START Data listing

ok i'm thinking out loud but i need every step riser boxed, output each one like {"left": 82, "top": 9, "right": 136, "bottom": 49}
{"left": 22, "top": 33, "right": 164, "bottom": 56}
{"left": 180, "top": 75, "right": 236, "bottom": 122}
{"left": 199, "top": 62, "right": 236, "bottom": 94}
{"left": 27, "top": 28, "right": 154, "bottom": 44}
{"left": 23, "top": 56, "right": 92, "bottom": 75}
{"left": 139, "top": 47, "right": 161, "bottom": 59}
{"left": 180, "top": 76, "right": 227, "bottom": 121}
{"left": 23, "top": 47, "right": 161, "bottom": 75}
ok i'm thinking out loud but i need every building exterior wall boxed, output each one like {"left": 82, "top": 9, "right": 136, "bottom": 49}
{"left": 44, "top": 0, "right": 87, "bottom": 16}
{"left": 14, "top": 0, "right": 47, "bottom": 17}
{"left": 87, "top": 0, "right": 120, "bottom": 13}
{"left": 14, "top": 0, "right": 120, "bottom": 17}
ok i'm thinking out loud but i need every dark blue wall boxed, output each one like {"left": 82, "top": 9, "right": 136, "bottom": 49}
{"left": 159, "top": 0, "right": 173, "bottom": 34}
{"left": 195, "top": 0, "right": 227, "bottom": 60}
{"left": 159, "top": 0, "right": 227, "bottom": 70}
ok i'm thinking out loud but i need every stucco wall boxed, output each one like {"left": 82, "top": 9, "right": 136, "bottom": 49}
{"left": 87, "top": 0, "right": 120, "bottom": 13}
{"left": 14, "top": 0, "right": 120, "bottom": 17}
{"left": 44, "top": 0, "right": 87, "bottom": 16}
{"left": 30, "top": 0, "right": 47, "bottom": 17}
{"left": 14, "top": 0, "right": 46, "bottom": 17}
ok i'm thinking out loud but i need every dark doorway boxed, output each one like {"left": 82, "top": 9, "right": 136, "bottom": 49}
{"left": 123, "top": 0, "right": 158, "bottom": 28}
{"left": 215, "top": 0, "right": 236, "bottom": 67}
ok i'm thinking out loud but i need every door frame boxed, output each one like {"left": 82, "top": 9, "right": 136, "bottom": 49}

END Data listing

Go through the data and retype all of it exactly.

ok i'm thinking out loud but i need every step riser boxed, output each one like {"left": 82, "top": 9, "right": 136, "bottom": 49}
{"left": 22, "top": 33, "right": 164, "bottom": 56}
{"left": 180, "top": 75, "right": 236, "bottom": 122}
{"left": 199, "top": 62, "right": 236, "bottom": 94}
{"left": 27, "top": 28, "right": 154, "bottom": 44}
{"left": 23, "top": 56, "right": 92, "bottom": 75}
{"left": 139, "top": 47, "right": 161, "bottom": 59}
{"left": 180, "top": 76, "right": 227, "bottom": 121}
{"left": 23, "top": 47, "right": 161, "bottom": 75}
ok i'm thinking out loud but i need every building exterior wall boxed, output each one like {"left": 82, "top": 9, "right": 136, "bottom": 49}
{"left": 44, "top": 0, "right": 87, "bottom": 16}
{"left": 14, "top": 0, "right": 47, "bottom": 17}
{"left": 87, "top": 0, "right": 120, "bottom": 13}
{"left": 14, "top": 0, "right": 120, "bottom": 17}
ok i'm thinking out loud but i need every dark blue wall boxed, output each one like {"left": 82, "top": 9, "right": 136, "bottom": 49}
{"left": 159, "top": 0, "right": 173, "bottom": 34}
{"left": 195, "top": 0, "right": 227, "bottom": 60}
{"left": 159, "top": 0, "right": 227, "bottom": 70}
ok i'm thinking out loud but i need every stucco wall boxed, output each one like {"left": 82, "top": 9, "right": 136, "bottom": 49}
{"left": 87, "top": 0, "right": 120, "bottom": 13}
{"left": 14, "top": 0, "right": 120, "bottom": 17}
{"left": 44, "top": 0, "right": 87, "bottom": 16}
{"left": 30, "top": 0, "right": 47, "bottom": 17}
{"left": 14, "top": 0, "right": 46, "bottom": 17}
ok i'm thinking out loud but i need every dark doorway boxed, output each one like {"left": 82, "top": 9, "right": 136, "bottom": 49}
{"left": 123, "top": 0, "right": 158, "bottom": 28}
{"left": 215, "top": 0, "right": 236, "bottom": 67}
ok i'm thinking out loud but i need every door frame boxed, output each one like {"left": 82, "top": 9, "right": 136, "bottom": 49}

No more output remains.